[Set exercise]:
Write out each of the records below, keeping every line identical to the original.

(Raw records)

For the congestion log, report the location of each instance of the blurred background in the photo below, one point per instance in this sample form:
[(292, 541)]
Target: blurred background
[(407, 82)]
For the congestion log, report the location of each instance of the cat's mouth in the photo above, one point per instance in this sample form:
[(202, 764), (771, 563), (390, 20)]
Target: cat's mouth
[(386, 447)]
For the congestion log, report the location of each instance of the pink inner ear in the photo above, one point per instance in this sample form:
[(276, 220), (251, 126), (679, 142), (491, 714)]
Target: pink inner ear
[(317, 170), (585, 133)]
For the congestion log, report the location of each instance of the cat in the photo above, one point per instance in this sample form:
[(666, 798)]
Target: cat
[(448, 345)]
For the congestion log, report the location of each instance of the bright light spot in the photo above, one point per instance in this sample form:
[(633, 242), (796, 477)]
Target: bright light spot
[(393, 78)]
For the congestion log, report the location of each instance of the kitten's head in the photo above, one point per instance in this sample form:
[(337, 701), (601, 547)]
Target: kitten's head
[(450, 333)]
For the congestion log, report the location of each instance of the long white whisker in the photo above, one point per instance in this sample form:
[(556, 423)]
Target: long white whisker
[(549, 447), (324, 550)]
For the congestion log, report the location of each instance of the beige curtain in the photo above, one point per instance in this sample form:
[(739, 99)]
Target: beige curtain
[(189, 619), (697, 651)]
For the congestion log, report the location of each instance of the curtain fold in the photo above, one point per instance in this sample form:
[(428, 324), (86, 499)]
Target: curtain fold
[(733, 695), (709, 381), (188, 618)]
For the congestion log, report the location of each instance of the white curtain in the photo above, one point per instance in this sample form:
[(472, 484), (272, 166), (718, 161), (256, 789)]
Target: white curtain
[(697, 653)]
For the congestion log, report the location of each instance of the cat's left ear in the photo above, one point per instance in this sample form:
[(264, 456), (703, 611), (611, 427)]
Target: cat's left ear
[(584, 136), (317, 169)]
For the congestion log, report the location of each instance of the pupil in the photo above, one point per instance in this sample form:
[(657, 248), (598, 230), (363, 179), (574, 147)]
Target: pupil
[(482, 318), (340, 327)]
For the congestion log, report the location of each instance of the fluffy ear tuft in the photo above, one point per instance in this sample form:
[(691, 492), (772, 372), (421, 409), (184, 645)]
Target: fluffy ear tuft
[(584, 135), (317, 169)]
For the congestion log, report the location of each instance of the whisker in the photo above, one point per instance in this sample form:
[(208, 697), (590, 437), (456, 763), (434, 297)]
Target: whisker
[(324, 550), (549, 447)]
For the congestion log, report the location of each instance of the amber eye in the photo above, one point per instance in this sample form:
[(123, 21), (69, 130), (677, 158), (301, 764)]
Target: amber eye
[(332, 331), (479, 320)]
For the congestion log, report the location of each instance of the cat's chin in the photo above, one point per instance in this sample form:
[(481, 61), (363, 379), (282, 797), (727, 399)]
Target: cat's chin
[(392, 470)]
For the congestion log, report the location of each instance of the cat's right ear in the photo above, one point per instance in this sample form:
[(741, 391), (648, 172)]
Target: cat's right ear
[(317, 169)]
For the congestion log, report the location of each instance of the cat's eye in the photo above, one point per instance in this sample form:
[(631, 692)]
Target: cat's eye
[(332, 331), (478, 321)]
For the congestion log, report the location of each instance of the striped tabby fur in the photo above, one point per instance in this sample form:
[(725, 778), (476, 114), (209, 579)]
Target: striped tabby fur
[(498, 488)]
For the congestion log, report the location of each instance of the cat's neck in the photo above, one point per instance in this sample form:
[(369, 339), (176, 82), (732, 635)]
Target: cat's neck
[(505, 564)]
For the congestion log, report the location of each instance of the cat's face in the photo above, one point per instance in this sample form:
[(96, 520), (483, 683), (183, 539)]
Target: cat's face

[Full answer]:
For the congestion log, report the location of each instance of the blurred background in the photo below, one point per instance in this sample form:
[(292, 541)]
Target: blurred background
[(407, 82)]
For the congestion log, report the location of each instance of the cat's mouth in the photo above, one point per instance in this sample form:
[(202, 764), (771, 563), (390, 20)]
Target: cat's mouth
[(386, 447)]
For the congestion log, report the location of each instance of the pink inner ear in the photo above, one point per instance in this sample form:
[(276, 220), (251, 126), (679, 142), (491, 714)]
Target: pink inner ear
[(317, 170), (585, 133)]
For the congestion log, report the location of each instance of the cat in the photo above, one point per instance in this sample form:
[(666, 798)]
Target: cat
[(448, 345)]
For the congestion log, report the location of each instance of the bright light spot in the photo above, one point per instance in this sample form:
[(633, 242), (796, 477)]
Target: bright light spot
[(393, 78)]
For the congestion log, report the location of each instance of the kitten's head in the photo above, one point per instance in this sample form:
[(337, 701), (601, 547)]
Target: kitten's head
[(450, 333)]
For the congestion log, report the location of each instance of the long white whisker in the photo above, one point per instance in this sample form:
[(556, 423)]
Target: long white whisker
[(549, 447), (324, 550)]
For the congestion log, report the location of each instance of the beige curtain in the photo above, one point per instance in this sample form:
[(739, 99)]
Target: beige curtain
[(189, 619), (697, 651)]
For the congestion log, report the location of each instance of the curtain fold in the photo above, one point per instance in this sample form:
[(428, 324), (86, 499)]
Target: curtain fold
[(733, 695), (709, 381), (188, 618)]
For the congestion log, report the location of each instance of the white curtain in the photo above, one point per instance in this sample form:
[(472, 484), (272, 166), (718, 161), (256, 789)]
Target: white curtain
[(697, 653)]
For the congestion log, report the location of each instance of the cat's left ear in the photo above, one point per instance in this sample form:
[(264, 456), (703, 611), (611, 427)]
Target: cat's left ear
[(584, 136), (317, 169)]
For the congestion log, report the location of each instance of the pupil in the photo above, one point per instance in this sample form:
[(657, 248), (598, 230), (363, 179), (574, 147)]
Target: pupil
[(482, 318), (340, 327)]
For the congestion log, report the location of each instance of the fluffy ear tuft in the photo above, one point per instance in this sample form:
[(691, 492), (772, 372), (421, 409), (184, 645)]
Target: fluffy ear tuft
[(584, 135), (317, 169)]
For the congestion log, report the location of each instance of the whisker in the photo above, one point per instance in this sample form:
[(208, 697), (590, 437), (456, 763), (434, 297)]
Target: whisker
[(324, 550), (549, 447)]
For the congestion log, report the location of each instance of the amber eye in the photo above, one point per instance in this sample form:
[(123, 21), (69, 130), (677, 158), (301, 764)]
Target: amber eye
[(332, 331), (479, 320)]
For the congestion log, report the location of each instance of the cat's chin in the photo above, one point per instance in this sample form:
[(481, 61), (363, 379), (282, 797), (727, 399)]
Target: cat's chin
[(392, 470)]
For the congestion log, report the location of each instance of the cat's right ear in the photo above, one point per instance in this sample form:
[(741, 391), (648, 172)]
Target: cat's right ear
[(317, 169)]
For the congestion log, report the location of each instance of the cat's eye in the photo above, one point per instance in this sample form:
[(631, 692)]
Target: cat's eye
[(332, 331), (478, 321)]
For the congestion log, report the location of each instance of the striped tabby fur in the photo above, one point per instance in this sample form:
[(725, 778), (476, 114), (209, 579)]
Target: striped tabby fur
[(498, 488)]
For the congestion log, report the location of each instance of the cat's neck in the photo above, one point per instance in this sample form:
[(369, 339), (176, 82), (732, 635)]
Target: cat's neck
[(505, 564)]
For the congestion log, report the location of each instance of the cat's face in the photo above, one point per instance in this sample form:
[(96, 520), (483, 683), (183, 539)]
Target: cat's face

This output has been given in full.